══ DATA ENTRIES

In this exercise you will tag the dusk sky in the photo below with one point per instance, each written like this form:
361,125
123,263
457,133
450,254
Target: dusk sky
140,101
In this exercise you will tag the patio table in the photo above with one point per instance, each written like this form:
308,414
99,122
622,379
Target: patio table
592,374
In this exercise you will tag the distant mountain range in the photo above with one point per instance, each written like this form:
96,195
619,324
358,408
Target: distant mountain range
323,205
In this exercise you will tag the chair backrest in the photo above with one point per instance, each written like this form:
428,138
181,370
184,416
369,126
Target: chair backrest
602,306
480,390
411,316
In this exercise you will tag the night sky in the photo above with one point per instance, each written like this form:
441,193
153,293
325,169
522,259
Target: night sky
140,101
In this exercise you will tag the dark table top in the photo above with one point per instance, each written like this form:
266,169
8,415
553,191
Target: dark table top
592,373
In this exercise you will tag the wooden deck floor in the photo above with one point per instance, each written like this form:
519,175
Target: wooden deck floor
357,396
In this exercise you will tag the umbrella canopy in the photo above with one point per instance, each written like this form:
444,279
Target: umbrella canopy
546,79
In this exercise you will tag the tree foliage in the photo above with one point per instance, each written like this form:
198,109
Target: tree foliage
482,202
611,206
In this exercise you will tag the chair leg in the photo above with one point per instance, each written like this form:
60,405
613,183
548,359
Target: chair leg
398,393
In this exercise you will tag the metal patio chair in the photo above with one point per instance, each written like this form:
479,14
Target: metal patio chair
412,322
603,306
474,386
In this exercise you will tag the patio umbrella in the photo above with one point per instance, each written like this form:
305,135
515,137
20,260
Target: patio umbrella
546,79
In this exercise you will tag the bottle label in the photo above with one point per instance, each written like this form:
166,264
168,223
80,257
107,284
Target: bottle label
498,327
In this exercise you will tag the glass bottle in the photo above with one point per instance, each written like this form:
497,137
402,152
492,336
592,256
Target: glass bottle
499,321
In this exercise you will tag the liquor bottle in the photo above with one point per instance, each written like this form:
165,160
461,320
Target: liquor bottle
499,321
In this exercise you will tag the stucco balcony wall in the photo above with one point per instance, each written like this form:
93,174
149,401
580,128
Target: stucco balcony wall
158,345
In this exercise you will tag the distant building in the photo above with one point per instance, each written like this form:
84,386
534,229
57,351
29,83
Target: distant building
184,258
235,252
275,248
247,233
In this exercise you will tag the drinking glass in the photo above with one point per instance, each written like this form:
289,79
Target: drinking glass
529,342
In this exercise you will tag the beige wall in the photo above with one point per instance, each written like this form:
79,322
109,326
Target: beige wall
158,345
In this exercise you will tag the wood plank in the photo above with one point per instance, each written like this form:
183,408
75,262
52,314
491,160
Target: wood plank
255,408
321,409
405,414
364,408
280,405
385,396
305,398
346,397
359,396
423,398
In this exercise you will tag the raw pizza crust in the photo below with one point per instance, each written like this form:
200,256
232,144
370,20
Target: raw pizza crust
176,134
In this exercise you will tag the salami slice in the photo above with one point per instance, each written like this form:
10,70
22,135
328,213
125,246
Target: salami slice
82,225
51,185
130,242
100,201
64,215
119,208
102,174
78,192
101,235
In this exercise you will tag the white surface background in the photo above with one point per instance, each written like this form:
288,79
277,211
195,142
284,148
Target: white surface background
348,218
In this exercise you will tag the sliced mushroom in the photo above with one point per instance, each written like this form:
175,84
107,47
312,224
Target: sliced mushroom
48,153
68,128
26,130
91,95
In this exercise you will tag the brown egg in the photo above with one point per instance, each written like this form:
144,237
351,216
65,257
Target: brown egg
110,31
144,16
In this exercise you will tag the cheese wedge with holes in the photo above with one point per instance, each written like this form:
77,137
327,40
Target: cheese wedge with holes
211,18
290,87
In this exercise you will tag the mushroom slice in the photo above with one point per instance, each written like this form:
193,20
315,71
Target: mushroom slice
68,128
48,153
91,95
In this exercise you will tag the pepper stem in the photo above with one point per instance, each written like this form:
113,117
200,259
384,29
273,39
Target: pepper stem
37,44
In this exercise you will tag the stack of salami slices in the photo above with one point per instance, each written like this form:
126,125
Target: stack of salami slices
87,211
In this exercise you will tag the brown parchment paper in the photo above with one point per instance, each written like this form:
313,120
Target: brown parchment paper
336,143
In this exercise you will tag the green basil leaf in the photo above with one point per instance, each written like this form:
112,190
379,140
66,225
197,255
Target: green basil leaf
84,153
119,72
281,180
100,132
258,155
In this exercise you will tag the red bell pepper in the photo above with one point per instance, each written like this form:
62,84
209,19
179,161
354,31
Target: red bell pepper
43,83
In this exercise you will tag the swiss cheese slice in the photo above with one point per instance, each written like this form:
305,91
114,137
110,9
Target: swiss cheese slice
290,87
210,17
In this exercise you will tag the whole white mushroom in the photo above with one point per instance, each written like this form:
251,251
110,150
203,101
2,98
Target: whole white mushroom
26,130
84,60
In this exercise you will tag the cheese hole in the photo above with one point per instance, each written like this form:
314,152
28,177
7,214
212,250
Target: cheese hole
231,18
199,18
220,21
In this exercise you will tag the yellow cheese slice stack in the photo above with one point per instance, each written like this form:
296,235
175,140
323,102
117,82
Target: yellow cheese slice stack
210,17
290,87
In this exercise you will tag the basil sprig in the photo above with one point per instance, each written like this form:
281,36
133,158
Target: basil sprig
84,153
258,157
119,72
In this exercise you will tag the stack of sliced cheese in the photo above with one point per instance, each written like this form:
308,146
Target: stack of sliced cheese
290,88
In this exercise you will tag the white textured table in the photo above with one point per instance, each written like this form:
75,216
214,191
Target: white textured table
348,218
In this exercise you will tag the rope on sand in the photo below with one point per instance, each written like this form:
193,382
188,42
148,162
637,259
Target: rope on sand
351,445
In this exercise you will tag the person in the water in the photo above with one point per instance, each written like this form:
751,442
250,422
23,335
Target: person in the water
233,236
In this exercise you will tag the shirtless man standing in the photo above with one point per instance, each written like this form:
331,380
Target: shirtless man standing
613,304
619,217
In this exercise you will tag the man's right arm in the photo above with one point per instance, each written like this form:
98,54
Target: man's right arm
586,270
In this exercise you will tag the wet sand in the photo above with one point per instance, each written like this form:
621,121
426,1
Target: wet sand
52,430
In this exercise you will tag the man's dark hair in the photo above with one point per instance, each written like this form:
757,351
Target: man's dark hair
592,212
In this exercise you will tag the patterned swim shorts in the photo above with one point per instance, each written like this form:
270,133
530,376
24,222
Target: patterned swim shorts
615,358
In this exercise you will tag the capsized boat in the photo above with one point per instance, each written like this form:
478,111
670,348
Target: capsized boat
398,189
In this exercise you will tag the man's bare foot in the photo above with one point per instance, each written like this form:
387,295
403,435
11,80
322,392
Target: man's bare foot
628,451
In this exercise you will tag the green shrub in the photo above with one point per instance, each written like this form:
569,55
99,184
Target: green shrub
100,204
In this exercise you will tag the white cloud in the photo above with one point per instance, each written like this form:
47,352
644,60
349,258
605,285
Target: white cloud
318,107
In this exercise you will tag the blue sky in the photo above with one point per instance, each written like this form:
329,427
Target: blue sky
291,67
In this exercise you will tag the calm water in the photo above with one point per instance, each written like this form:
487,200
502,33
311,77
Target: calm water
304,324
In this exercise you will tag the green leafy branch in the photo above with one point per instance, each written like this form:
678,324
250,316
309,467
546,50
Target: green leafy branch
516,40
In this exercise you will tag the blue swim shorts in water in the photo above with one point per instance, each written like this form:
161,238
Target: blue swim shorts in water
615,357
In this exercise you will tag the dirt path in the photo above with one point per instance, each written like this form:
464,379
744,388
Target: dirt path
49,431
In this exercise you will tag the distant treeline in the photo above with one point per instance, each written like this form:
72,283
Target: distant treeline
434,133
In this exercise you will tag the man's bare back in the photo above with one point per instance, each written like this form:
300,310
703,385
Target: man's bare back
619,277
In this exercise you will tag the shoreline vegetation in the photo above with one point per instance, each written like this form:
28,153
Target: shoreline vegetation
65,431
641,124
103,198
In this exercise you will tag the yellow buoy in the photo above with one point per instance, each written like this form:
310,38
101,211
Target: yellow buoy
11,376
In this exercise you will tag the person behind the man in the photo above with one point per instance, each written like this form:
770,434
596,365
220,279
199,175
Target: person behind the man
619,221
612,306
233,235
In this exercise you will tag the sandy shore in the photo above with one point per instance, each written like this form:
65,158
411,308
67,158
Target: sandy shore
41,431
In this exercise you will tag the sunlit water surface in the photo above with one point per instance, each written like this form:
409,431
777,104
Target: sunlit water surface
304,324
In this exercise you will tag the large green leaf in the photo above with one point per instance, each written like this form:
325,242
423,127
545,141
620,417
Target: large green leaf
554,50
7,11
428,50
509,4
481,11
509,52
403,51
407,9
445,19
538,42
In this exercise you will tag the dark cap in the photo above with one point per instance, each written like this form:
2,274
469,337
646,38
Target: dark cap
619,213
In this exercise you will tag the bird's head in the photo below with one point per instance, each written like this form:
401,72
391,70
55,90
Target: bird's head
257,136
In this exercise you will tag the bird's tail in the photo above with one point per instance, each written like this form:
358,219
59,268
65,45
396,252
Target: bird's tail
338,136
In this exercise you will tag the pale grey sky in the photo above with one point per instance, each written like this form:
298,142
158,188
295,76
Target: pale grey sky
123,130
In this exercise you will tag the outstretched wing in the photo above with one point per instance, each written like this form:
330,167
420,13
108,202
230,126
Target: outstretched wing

════

Write the lines out exactly, from the one with "In this exercise you will tag the sunlit" down to the last line of the listing, and leave out all others.

— RIGHT ANSWER —
In this exercise you will tag the sunlit water surface in the photo above with one point per instance, each written like this form:
409,431
777,104
Target: sunlit water surface
304,324
In this exercise you will tag the large green leaf in the photo above with one point per instance, each written like this form:
325,242
423,127
545,141
620,417
Target: large green leaf
554,50
7,11
428,50
509,4
481,11
509,52
403,51
407,9
445,19
538,42
In this exercise you will tag the dark cap in the photo above with one point per instance, each written like this form:
2,274
469,337
646,38
Target: dark cap
619,213
In this exercise you will tag the bird's head in the photo below with one point per instance, each written like this form:
401,72
391,70
55,90
Target: bird's head
257,136
In this exercise you will tag the bird's tail in the photo above with one point per instance, each written like this form:
358,219
59,268
65,45
396,252
Target: bird's tail
338,136
In this exercise you will tag the pale grey sky in the photo above with one point per instance, each written like this form:
298,142
158,188
295,76
Target: pale grey sky
123,130
In this exercise you will tag the outstretched wing in the photo above with one point per instance, each written like this form:
330,167
420,13
108,202
230,126
Target: outstretched wing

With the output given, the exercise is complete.